Give back exactly the lines running from the line with "Objective — a point for each instance of the tank" to the end of the entries, and only those lines.

**** Records provided

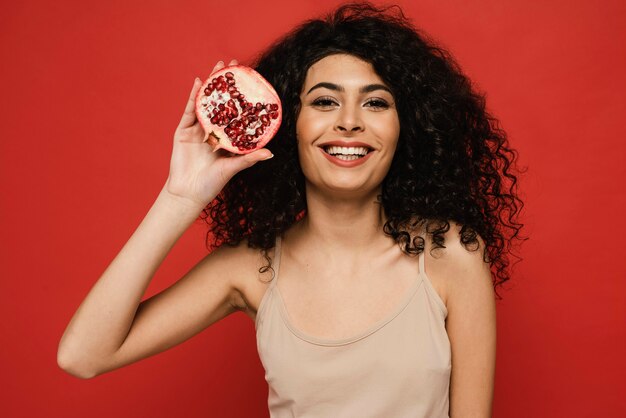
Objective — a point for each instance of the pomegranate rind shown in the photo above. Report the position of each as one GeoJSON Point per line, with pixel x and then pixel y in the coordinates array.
{"type": "Point", "coordinates": [256, 89]}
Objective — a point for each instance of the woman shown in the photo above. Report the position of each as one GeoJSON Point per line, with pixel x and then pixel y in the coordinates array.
{"type": "Point", "coordinates": [363, 250]}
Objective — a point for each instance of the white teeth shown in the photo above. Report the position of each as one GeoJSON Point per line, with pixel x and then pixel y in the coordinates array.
{"type": "Point", "coordinates": [347, 151]}
{"type": "Point", "coordinates": [347, 157]}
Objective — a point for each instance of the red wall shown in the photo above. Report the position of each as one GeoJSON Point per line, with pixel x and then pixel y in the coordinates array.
{"type": "Point", "coordinates": [92, 92]}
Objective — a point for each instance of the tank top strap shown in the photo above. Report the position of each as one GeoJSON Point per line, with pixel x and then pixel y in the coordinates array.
{"type": "Point", "coordinates": [421, 269]}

********

Answer below →
Objective — a point for each instance of the tank top strap shown in the photo above. Report the position of each as one GeoJSON Point per line, with pixel x and then pixel y in the coordinates array.
{"type": "Point", "coordinates": [421, 269]}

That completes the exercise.